#### What you have to do:
Every single entry that follows must be copied exactly.

[Opening Data shown section]

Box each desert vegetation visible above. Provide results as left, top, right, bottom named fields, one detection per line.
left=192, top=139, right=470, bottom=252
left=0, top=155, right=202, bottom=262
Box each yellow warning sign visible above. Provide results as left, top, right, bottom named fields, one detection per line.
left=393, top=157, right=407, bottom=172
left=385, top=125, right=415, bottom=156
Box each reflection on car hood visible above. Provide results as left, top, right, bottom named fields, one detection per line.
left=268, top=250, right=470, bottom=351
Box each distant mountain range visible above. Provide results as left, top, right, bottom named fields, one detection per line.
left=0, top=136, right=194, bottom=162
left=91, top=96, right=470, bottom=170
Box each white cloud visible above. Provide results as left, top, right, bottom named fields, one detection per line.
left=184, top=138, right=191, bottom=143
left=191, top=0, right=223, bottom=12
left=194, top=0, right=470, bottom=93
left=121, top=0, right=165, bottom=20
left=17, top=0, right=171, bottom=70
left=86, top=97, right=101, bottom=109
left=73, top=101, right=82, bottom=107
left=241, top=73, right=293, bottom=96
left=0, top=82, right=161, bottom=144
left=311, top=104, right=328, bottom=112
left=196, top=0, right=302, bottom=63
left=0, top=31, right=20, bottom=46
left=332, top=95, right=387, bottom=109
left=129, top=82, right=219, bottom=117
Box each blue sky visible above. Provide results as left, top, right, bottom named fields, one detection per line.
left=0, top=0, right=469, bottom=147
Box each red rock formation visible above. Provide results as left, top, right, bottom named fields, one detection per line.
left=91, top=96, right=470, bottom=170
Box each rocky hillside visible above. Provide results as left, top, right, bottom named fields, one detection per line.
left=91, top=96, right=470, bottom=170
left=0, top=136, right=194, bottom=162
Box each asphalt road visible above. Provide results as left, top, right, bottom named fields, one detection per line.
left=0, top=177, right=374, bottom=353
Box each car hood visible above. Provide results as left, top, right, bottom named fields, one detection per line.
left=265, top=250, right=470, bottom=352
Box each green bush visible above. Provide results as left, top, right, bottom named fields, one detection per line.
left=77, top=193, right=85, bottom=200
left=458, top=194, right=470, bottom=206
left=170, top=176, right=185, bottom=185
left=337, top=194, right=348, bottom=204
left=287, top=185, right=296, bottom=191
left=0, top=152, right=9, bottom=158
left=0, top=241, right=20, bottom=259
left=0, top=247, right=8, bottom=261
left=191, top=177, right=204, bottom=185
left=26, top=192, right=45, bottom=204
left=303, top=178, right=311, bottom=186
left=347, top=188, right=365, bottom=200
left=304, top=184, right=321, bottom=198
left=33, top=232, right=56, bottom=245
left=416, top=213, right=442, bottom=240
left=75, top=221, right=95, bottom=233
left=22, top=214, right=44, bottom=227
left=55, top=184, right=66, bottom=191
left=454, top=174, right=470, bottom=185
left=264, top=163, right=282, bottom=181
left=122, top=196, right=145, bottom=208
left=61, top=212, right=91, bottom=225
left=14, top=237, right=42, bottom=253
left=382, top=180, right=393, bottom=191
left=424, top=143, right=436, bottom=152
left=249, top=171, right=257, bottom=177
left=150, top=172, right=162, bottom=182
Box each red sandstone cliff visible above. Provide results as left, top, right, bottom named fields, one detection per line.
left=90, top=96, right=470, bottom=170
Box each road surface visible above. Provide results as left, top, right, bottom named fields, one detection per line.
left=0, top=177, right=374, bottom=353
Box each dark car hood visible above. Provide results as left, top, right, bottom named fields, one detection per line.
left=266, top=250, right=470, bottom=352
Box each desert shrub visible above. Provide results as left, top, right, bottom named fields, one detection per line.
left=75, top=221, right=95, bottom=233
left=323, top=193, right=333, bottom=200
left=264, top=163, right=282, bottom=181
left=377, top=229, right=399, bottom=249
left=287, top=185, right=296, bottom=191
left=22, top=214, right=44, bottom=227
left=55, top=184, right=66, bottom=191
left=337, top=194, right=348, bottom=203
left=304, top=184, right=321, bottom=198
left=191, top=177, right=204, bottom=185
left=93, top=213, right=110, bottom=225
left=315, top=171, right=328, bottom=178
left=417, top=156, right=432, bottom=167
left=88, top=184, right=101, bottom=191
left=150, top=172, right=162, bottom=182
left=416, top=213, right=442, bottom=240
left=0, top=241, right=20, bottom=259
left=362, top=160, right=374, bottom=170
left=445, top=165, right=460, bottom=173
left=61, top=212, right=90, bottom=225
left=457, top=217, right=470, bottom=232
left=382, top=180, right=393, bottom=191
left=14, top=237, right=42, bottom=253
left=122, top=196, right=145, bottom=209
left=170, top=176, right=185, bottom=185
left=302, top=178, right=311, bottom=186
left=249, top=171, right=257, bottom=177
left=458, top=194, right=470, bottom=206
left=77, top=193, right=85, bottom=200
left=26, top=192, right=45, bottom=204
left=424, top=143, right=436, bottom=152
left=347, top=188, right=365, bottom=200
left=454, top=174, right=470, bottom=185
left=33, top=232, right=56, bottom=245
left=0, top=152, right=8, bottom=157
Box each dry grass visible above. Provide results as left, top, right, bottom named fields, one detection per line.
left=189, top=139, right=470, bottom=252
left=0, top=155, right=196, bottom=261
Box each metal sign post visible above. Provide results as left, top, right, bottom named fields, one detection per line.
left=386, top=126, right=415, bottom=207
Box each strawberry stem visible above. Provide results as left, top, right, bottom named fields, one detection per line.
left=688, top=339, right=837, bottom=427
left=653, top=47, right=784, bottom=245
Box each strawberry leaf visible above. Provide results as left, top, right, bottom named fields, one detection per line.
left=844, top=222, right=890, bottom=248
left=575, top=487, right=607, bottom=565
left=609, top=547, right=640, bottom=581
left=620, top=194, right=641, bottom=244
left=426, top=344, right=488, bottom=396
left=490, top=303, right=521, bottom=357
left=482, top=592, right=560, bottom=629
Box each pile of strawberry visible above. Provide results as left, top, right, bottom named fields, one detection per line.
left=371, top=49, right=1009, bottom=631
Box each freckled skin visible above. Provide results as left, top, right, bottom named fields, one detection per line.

[Closing Data shown section]

#### Response area:
Box each desert vegetation visible above. Provide results as left, top, right, bottom named fields, one detection per line.
left=192, top=139, right=470, bottom=252
left=0, top=155, right=202, bottom=262
Box each yellow warning sign visible above. Provide results as left, top, right, bottom named fields, one detection per line.
left=393, top=157, right=407, bottom=172
left=385, top=125, right=415, bottom=156
Box each reflection on car hood visible above. Provide results as left, top, right, bottom named fields, one detection per line.
left=268, top=250, right=470, bottom=351
Box each distant mountain range visible above. Provide results as left, top, right, bottom named fields, one detection per line.
left=0, top=136, right=194, bottom=162
left=91, top=96, right=470, bottom=170
Box each white cloud visible above. Provide results as left, top, right, bottom named fields, one detection per line.
left=184, top=138, right=191, bottom=143
left=191, top=0, right=223, bottom=12
left=194, top=0, right=470, bottom=93
left=121, top=0, right=165, bottom=20
left=17, top=0, right=171, bottom=70
left=86, top=97, right=101, bottom=109
left=73, top=101, right=82, bottom=107
left=241, top=73, right=293, bottom=96
left=0, top=82, right=161, bottom=144
left=311, top=104, right=328, bottom=112
left=196, top=0, right=302, bottom=63
left=0, top=31, right=20, bottom=46
left=332, top=95, right=387, bottom=109
left=129, top=82, right=219, bottom=117
Box each blue sky visible above. Provide results as left, top, right, bottom named fields, one detection per line.
left=0, top=0, right=469, bottom=147
Box each red rock formation visible above. Provide results as left, top, right, bottom named fields, one detection per line.
left=91, top=96, right=470, bottom=170
Box each rocky hillside visible above. Provide results as left, top, right, bottom named fields, one detection per line.
left=91, top=96, right=470, bottom=170
left=0, top=136, right=194, bottom=162
Box each asphalt road visible above. Provide results as left, top, right, bottom named fields, one detection per line.
left=0, top=177, right=374, bottom=353
Box each car hood visible above. Provide results as left, top, right, bottom named fields, one detection per line.
left=265, top=250, right=470, bottom=352
Box each green bush visible above. Provide results as left, top, right, bottom named fields, one detection per line.
left=77, top=193, right=85, bottom=200
left=458, top=194, right=470, bottom=206
left=170, top=176, right=185, bottom=185
left=337, top=194, right=348, bottom=204
left=287, top=185, right=296, bottom=191
left=0, top=152, right=9, bottom=158
left=0, top=241, right=20, bottom=259
left=0, top=247, right=8, bottom=261
left=191, top=177, right=204, bottom=185
left=26, top=192, right=45, bottom=204
left=303, top=178, right=311, bottom=186
left=347, top=188, right=365, bottom=200
left=304, top=184, right=321, bottom=198
left=33, top=232, right=56, bottom=245
left=416, top=213, right=442, bottom=240
left=75, top=221, right=95, bottom=233
left=22, top=214, right=44, bottom=227
left=55, top=184, right=66, bottom=191
left=454, top=174, right=470, bottom=185
left=264, top=163, right=282, bottom=181
left=122, top=196, right=145, bottom=208
left=61, top=212, right=91, bottom=225
left=14, top=237, right=42, bottom=253
left=382, top=180, right=393, bottom=191
left=424, top=143, right=436, bottom=152
left=249, top=171, right=257, bottom=177
left=150, top=172, right=162, bottom=182
Box each red sandstone cliff visible above. Provide results as left, top, right, bottom named fields, one detection per line.
left=90, top=96, right=470, bottom=170
Box each road surface visible above. Provide results as left, top, right, bottom named fields, one detection per line.
left=0, top=177, right=374, bottom=353
Box each dark car hood visible above. Provide results as left, top, right, bottom named fields, one detection per line.
left=266, top=250, right=470, bottom=352
Box each desert shrub visible above. Provide results as left, top, right, bottom named fields, one detection per line.
left=75, top=221, right=95, bottom=233
left=323, top=193, right=333, bottom=200
left=264, top=163, right=282, bottom=181
left=377, top=229, right=399, bottom=249
left=287, top=185, right=296, bottom=191
left=22, top=214, right=44, bottom=227
left=55, top=184, right=66, bottom=191
left=337, top=194, right=348, bottom=203
left=304, top=184, right=321, bottom=198
left=191, top=177, right=204, bottom=185
left=93, top=213, right=110, bottom=225
left=315, top=171, right=328, bottom=178
left=417, top=156, right=432, bottom=167
left=88, top=184, right=101, bottom=191
left=150, top=172, right=162, bottom=182
left=416, top=213, right=442, bottom=240
left=0, top=241, right=20, bottom=259
left=362, top=160, right=374, bottom=170
left=445, top=165, right=460, bottom=173
left=61, top=212, right=90, bottom=225
left=457, top=217, right=470, bottom=232
left=382, top=180, right=393, bottom=191
left=14, top=237, right=42, bottom=253
left=122, top=196, right=145, bottom=209
left=170, top=176, right=185, bottom=185
left=302, top=178, right=311, bottom=186
left=249, top=171, right=257, bottom=177
left=458, top=194, right=470, bottom=206
left=77, top=193, right=85, bottom=200
left=26, top=192, right=45, bottom=204
left=424, top=143, right=436, bottom=152
left=347, top=188, right=365, bottom=200
left=454, top=174, right=470, bottom=185
left=33, top=232, right=56, bottom=245
left=0, top=152, right=8, bottom=157
Box each dry grass visible above. Provide results as left, top, right, bottom named fields, one detection per line.
left=189, top=139, right=470, bottom=252
left=0, top=155, right=196, bottom=261
Box each metal sign post visible above. Provide results as left, top, right, bottom named fields, one detection per line.
left=386, top=126, right=415, bottom=207
Box each strawberry stem visible above. Provide results as left, top, right, bottom named fields, one detection per line.
left=688, top=339, right=837, bottom=427
left=653, top=47, right=784, bottom=245
Box each strawberry leaf visible above. Provide results as left, top, right, bottom named fields, one detection per line.
left=844, top=222, right=890, bottom=248
left=575, top=487, right=607, bottom=565
left=609, top=547, right=640, bottom=581
left=620, top=194, right=641, bottom=244
left=426, top=344, right=488, bottom=396
left=490, top=303, right=521, bottom=357
left=482, top=592, right=560, bottom=629
Box each pile of strawberry visible above. Provide results as left, top, right, bottom named fields, one detection per line.
left=371, top=49, right=1009, bottom=631
Box each freckled skin visible above. Provide results as left, top, right, bottom named fields, one detection per line.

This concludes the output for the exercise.